Marathon-Männer

■ Lindenberg und Jürgens: zwei Udos mit neuen Platten

Der eine singt, der andere auch. Der eine kann's, der andere nicht. Während Udo Jürgens mit profilierter Stimme jeden textlichen Unsinn ausgleicht, nölt Udo Lindenberg drauflos, dafür aber ganz authentisch. Beide sind unverzichtbar für das deutsche Showgeschäft, ganz fest im Sattel und voller Verdienste. Beide in die Jahre gekommen, versorgen sie uns dennoch in beharrlicher Regelmäßigkeit mit Selbstgereimtem und/oder Selbstkomponiertem. Aber was haben sie uns noch zu sagen?

In seinem neuesten Album Geradeaus! setzt Udo Jürgens ganz auf Altersweisheit und Lebenserfahrung. Da werden keine beliebigen Liebesschwüre mehr verteilt, mit den Jahren wird man ruhiger: „Es gibt nur einen Weg, der mit dir begann/ Alle andern Wege enden hier/ Marathon-Mann.“

Das Alter läutert, und gewichtig konzentriert sich Jürgens auf das liebste seiner geliebten Selbstbilder: den aufrechten Zivilisationskritiker. Der Cocktail zum Beweis ist bunt gemischt und läßt keinen Brennpunkt aus. Da geht es gegen Umweltzerstörung bei der Rallye Paris-Dakar ebenso wie um Belfast, Beirut und Bangladesh, um die Einsamkeit am Anrufbeantworter und die Armut im Überfluß. Dagegen setzt Jürgens die Kraft seiner Musik: „Mein letztes Lied sei wie ein Band/ Ein starkes Band, das uns verbindet/ Damit die Wärme nicht verschwindet/ Aus diesem oft so kalten Land.“

Damit die Jürgens-Musik, deren Handschrift man kennengelernt hat im Lauf der langen Jahre, nicht völlig betäubt, hat Keyboarder Franz Bartzsch — dereinst im Osten musikalisch zuständig für Veronika Fischer — bei dem ein oder anderen Lied mit gekonnter Hand die Arrangements gesetzt. Da kommt dann gute Pop-Musik raus, weit über dem Standard und zum Reinhören allemal geeignet.

Nicht reinhören, aber richtig hinhören lohnt — Surprise, Suprise — bei Gustav, dem letzten Opus von Udo Lindenberg. Ein „Hotel Imperial“ ist dort mythischer Ort und gleichsam Focus für Vergangenheit, Gegenwart und Zukunft des Deutsch-Stars. Alles kommt hier am anonymen Ort zusammen, was so einen noch zusammenhält: Liebe und Anarchie, Sex und Leidenschaft, Alkohol und Einsamkeit. Gustav — das nostalgische alter ego des Udo L. — bewegt sich von Hotelzimmer zu Hotelzimmer und kommt doch nicht raus aus dem Koordinatensystem des Mannsbilds ohne Illusionen.

* _Zeilen_:
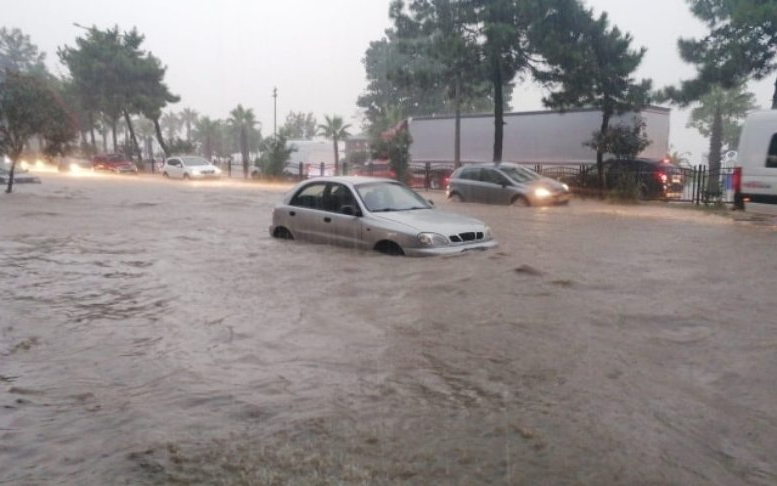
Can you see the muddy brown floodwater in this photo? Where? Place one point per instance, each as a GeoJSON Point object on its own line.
{"type": "Point", "coordinates": [151, 332]}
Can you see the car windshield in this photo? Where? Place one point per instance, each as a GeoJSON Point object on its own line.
{"type": "Point", "coordinates": [520, 174]}
{"type": "Point", "coordinates": [390, 196]}
{"type": "Point", "coordinates": [194, 161]}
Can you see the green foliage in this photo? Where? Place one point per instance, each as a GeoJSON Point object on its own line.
{"type": "Point", "coordinates": [18, 53]}
{"type": "Point", "coordinates": [243, 122]}
{"type": "Point", "coordinates": [732, 104]}
{"type": "Point", "coordinates": [275, 154]}
{"type": "Point", "coordinates": [300, 126]}
{"type": "Point", "coordinates": [622, 141]}
{"type": "Point", "coordinates": [29, 107]}
{"type": "Point", "coordinates": [114, 76]}
{"type": "Point", "coordinates": [741, 43]}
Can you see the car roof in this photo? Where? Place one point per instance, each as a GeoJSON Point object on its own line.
{"type": "Point", "coordinates": [352, 180]}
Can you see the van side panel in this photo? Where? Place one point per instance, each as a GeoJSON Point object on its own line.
{"type": "Point", "coordinates": [757, 155]}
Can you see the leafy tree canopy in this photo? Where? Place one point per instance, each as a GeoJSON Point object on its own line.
{"type": "Point", "coordinates": [29, 107]}
{"type": "Point", "coordinates": [18, 53]}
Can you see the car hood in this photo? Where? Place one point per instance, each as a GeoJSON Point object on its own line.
{"type": "Point", "coordinates": [548, 183]}
{"type": "Point", "coordinates": [432, 220]}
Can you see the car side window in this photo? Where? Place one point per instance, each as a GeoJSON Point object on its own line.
{"type": "Point", "coordinates": [310, 196]}
{"type": "Point", "coordinates": [771, 157]}
{"type": "Point", "coordinates": [491, 176]}
{"type": "Point", "coordinates": [469, 174]}
{"type": "Point", "coordinates": [337, 197]}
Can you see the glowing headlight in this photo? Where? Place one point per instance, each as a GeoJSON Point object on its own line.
{"type": "Point", "coordinates": [432, 239]}
{"type": "Point", "coordinates": [541, 192]}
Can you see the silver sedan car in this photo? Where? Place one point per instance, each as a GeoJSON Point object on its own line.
{"type": "Point", "coordinates": [505, 183]}
{"type": "Point", "coordinates": [375, 214]}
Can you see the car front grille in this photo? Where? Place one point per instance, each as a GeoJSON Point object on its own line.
{"type": "Point", "coordinates": [469, 236]}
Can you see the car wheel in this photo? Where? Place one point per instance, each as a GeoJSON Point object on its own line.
{"type": "Point", "coordinates": [389, 248]}
{"type": "Point", "coordinates": [282, 233]}
{"type": "Point", "coordinates": [521, 202]}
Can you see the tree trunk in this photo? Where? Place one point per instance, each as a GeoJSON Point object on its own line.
{"type": "Point", "coordinates": [113, 134]}
{"type": "Point", "coordinates": [132, 136]}
{"type": "Point", "coordinates": [457, 129]}
{"type": "Point", "coordinates": [244, 150]}
{"type": "Point", "coordinates": [716, 146]}
{"type": "Point", "coordinates": [337, 156]}
{"type": "Point", "coordinates": [160, 138]}
{"type": "Point", "coordinates": [91, 132]}
{"type": "Point", "coordinates": [9, 188]}
{"type": "Point", "coordinates": [774, 96]}
{"type": "Point", "coordinates": [498, 108]}
{"type": "Point", "coordinates": [600, 152]}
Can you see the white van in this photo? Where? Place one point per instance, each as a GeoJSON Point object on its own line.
{"type": "Point", "coordinates": [758, 157]}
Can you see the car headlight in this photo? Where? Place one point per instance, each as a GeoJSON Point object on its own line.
{"type": "Point", "coordinates": [541, 192]}
{"type": "Point", "coordinates": [432, 239]}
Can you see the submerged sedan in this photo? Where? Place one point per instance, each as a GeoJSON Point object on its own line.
{"type": "Point", "coordinates": [374, 214]}
{"type": "Point", "coordinates": [505, 183]}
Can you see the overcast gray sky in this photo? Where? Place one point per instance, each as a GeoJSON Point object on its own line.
{"type": "Point", "coordinates": [225, 52]}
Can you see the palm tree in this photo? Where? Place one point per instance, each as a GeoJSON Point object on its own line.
{"type": "Point", "coordinates": [243, 121]}
{"type": "Point", "coordinates": [205, 132]}
{"type": "Point", "coordinates": [188, 117]}
{"type": "Point", "coordinates": [145, 130]}
{"type": "Point", "coordinates": [171, 124]}
{"type": "Point", "coordinates": [336, 130]}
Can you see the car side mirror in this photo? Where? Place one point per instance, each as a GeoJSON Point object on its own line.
{"type": "Point", "coordinates": [349, 210]}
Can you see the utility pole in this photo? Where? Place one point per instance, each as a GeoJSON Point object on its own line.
{"type": "Point", "coordinates": [274, 113]}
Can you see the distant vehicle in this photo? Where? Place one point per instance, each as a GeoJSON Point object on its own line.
{"type": "Point", "coordinates": [20, 176]}
{"type": "Point", "coordinates": [655, 179]}
{"type": "Point", "coordinates": [757, 155]}
{"type": "Point", "coordinates": [71, 164]}
{"type": "Point", "coordinates": [544, 138]}
{"type": "Point", "coordinates": [505, 183]}
{"type": "Point", "coordinates": [190, 167]}
{"type": "Point", "coordinates": [115, 163]}
{"type": "Point", "coordinates": [377, 168]}
{"type": "Point", "coordinates": [374, 214]}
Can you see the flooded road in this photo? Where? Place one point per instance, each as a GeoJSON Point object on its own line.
{"type": "Point", "coordinates": [151, 332]}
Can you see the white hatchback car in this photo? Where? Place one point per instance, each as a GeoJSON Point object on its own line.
{"type": "Point", "coordinates": [190, 167]}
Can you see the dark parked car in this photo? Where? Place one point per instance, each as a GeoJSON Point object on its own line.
{"type": "Point", "coordinates": [116, 163]}
{"type": "Point", "coordinates": [652, 179]}
{"type": "Point", "coordinates": [505, 183]}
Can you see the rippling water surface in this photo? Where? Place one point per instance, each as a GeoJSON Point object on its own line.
{"type": "Point", "coordinates": [151, 332]}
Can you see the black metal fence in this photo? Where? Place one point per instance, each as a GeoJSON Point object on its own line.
{"type": "Point", "coordinates": [696, 185]}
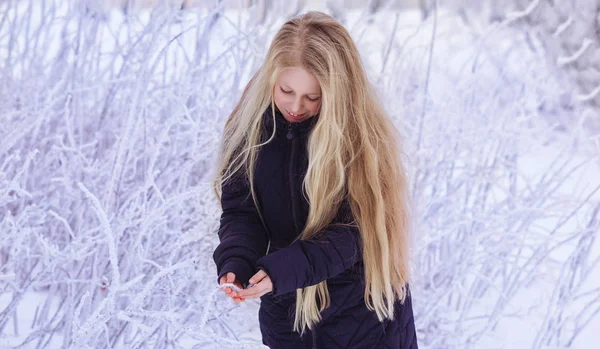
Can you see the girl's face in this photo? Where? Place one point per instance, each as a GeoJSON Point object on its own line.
{"type": "Point", "coordinates": [297, 94]}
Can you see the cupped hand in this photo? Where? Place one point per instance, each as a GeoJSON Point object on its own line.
{"type": "Point", "coordinates": [231, 279]}
{"type": "Point", "coordinates": [260, 285]}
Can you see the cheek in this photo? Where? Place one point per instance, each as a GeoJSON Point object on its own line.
{"type": "Point", "coordinates": [314, 108]}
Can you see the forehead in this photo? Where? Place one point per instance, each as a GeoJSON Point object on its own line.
{"type": "Point", "coordinates": [300, 80]}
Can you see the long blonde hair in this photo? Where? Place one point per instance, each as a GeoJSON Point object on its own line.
{"type": "Point", "coordinates": [353, 151]}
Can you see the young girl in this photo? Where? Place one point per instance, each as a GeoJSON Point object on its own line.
{"type": "Point", "coordinates": [315, 198]}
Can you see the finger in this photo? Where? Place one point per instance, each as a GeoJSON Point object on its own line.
{"type": "Point", "coordinates": [258, 277]}
{"type": "Point", "coordinates": [254, 291]}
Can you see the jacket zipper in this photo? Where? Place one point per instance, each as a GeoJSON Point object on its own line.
{"type": "Point", "coordinates": [290, 136]}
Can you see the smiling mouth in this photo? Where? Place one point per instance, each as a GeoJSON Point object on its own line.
{"type": "Point", "coordinates": [296, 115]}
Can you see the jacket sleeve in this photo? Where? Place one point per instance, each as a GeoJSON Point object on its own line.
{"type": "Point", "coordinates": [308, 262]}
{"type": "Point", "coordinates": [242, 236]}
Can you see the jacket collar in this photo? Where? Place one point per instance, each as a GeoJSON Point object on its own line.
{"type": "Point", "coordinates": [298, 129]}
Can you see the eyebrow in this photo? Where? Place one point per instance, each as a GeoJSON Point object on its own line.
{"type": "Point", "coordinates": [308, 94]}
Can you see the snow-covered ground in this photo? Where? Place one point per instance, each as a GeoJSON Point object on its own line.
{"type": "Point", "coordinates": [108, 136]}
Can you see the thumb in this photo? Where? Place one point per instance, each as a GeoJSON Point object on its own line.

* _Aufgaben_:
**1)** Wozu hat Franz Bartzsch laut der Plattenkritik bei einigen Liedern die Arrangements gesetzt? Antworte in ein bis drei Sätzen.
**2)** Welchen Titel trägt das neueste Album von Udo Jürgens, von dem die Plattenkritik spricht?
**3)** Schreib aus der Plattenkritik die Stelle von „Der eine singt, der“ bis „noch zu sagen?“ wortgetreu ab.

* _Richtige Lösungen_:
**1)** Er hat die Arrangements gesetzt, damit die Jürgens-Musik, deren Handschrift man im Lauf der langen Jahre kennengelernt hat, nicht völlig betäubt. Dabei kommt gute Pop-Musik heraus, weit über dem Standard.

**2)** Geradeaus!

**3)**
Der eine singt, der andere auch. Der eine kann's, der andere nicht. Während Udo Jürgens mit profilierter Stimme jeden textlichen Unsinn ausgleicht, nölt Udo Lindenberg drauflos, dafür aber ganz authentisch. Beide sind unverzichtbar für das deutsche Showgeschäft, ganz fest im Sattel und voller Verdienste. Beide in die Jahre gekommen, versorgen sie uns dennoch in beharrlicher Regelmäßigkeit mit Selbstgereimtem und/oder Selbstkomponiertem. Aber was haben sie uns noch zu sagen?